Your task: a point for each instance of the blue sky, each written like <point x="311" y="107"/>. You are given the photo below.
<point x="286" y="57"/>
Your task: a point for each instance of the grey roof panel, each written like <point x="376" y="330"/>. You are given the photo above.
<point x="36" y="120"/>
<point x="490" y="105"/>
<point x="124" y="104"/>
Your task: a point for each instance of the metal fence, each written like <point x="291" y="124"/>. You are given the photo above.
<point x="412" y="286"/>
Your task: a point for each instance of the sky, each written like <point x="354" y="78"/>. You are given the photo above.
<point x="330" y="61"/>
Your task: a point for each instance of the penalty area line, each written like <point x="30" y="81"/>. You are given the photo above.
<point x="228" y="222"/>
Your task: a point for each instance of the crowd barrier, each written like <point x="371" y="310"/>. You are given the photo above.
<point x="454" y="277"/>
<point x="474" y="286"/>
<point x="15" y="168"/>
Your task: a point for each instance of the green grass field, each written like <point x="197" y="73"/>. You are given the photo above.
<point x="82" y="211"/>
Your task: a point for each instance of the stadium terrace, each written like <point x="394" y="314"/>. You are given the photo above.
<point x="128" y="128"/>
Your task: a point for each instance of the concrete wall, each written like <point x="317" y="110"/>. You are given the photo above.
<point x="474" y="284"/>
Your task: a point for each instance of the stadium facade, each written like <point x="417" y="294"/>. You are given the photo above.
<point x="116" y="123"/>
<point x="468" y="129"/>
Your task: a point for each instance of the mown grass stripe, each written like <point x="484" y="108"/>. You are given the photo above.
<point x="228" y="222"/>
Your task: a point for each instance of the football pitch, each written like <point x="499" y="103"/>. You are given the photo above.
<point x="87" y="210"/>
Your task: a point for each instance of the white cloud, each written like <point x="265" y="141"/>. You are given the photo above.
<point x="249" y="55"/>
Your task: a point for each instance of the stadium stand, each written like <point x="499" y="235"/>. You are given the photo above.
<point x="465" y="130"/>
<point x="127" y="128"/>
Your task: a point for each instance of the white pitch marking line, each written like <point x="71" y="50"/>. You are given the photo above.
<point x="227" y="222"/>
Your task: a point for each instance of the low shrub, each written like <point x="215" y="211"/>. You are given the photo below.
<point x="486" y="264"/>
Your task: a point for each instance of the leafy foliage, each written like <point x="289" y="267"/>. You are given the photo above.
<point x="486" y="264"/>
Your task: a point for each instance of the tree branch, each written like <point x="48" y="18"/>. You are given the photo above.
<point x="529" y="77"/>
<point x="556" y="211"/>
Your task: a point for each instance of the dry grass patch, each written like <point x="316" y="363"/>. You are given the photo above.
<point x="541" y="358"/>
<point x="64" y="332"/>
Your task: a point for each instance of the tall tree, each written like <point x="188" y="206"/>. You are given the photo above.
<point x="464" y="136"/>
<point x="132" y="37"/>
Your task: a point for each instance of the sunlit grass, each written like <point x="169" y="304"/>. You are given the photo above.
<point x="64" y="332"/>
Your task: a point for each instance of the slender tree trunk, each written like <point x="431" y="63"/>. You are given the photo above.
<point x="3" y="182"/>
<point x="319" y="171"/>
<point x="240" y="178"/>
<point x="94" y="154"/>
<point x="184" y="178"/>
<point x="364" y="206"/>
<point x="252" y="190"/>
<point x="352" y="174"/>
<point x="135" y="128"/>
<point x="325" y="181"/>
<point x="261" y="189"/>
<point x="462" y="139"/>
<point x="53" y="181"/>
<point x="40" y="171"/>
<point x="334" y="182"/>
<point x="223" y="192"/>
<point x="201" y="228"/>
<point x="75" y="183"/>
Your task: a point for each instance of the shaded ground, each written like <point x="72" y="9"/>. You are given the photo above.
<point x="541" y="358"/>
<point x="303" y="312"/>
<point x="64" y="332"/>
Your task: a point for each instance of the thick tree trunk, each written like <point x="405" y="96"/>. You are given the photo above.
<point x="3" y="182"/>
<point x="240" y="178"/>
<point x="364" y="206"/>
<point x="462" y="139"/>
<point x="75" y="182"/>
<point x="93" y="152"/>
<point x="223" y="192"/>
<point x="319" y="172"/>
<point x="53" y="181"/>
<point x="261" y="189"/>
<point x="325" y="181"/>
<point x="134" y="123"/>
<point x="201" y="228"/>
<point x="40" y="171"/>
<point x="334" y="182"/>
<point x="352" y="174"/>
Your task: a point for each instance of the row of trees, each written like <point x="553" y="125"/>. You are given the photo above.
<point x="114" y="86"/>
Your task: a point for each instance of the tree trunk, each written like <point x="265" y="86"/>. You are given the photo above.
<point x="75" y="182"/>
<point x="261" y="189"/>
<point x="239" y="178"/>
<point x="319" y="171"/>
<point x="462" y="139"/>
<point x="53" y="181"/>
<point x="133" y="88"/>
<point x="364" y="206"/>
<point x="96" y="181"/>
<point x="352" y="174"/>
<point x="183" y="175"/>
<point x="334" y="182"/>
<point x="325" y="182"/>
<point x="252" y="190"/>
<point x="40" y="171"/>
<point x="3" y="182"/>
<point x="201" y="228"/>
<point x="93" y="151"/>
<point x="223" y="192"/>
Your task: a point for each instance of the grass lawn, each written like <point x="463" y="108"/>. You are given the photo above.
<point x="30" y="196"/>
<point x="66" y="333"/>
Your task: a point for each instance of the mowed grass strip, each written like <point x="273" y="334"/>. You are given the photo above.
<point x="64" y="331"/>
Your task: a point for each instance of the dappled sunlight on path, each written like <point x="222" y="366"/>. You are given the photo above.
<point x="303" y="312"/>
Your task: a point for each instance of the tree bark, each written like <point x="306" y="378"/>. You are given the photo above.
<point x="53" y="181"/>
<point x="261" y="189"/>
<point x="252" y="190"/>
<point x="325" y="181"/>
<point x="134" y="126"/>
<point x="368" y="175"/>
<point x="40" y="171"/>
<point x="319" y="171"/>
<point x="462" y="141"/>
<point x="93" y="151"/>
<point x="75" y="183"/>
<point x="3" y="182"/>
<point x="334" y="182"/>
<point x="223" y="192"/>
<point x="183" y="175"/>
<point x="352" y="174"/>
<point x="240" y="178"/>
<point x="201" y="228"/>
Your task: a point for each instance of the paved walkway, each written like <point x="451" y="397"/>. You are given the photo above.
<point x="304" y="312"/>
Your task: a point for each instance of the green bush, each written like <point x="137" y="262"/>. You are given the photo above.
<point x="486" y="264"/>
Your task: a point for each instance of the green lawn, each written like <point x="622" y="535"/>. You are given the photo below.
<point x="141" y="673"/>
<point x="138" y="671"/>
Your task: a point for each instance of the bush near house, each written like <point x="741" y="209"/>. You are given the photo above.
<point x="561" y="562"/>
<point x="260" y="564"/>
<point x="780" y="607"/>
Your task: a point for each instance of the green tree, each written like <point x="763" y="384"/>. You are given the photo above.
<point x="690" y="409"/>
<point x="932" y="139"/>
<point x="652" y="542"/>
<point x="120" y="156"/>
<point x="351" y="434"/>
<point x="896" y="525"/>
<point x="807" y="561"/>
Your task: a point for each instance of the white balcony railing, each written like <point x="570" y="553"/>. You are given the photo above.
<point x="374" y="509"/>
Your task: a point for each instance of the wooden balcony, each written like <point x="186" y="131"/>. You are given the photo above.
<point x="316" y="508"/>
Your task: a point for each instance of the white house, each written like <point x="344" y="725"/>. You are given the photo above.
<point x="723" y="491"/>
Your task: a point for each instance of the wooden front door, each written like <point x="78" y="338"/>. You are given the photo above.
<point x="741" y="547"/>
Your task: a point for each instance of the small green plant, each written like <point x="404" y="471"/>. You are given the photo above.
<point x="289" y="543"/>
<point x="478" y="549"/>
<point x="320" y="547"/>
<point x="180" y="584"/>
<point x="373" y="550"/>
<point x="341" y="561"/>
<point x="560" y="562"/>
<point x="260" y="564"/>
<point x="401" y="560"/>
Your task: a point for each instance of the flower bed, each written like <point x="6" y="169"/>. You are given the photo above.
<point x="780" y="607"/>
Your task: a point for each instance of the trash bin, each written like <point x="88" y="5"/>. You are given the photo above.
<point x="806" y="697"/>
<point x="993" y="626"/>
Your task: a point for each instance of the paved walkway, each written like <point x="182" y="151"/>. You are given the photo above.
····················
### Task directions
Set down nothing but the lines from the one with "Your task: a point for each instance of the wooden front" through the end of the records, keeping each line exactly as written and including both ends.

### Correct response
Your task: a point for each instance of the wooden front door, each written like <point x="78" y="338"/>. You are given the photo above.
<point x="741" y="547"/>
Your task: a point for each instance of the small green plant, each written like <point x="404" y="471"/>. You are given the photo above.
<point x="289" y="543"/>
<point x="478" y="549"/>
<point x="320" y="547"/>
<point x="180" y="584"/>
<point x="373" y="550"/>
<point x="341" y="561"/>
<point x="560" y="562"/>
<point x="260" y="564"/>
<point x="401" y="560"/>
Your task: a point for each instance of the flower bed, each written like <point x="6" y="169"/>. You are given the photo above.
<point x="780" y="607"/>
Your task: a point for each instance of the trash bin, each written like <point x="88" y="5"/>. You are given the photo above.
<point x="806" y="697"/>
<point x="993" y="626"/>
Your task: a point for each instance of the paved walkway, each written like <point x="182" y="151"/>. You are given the photo above.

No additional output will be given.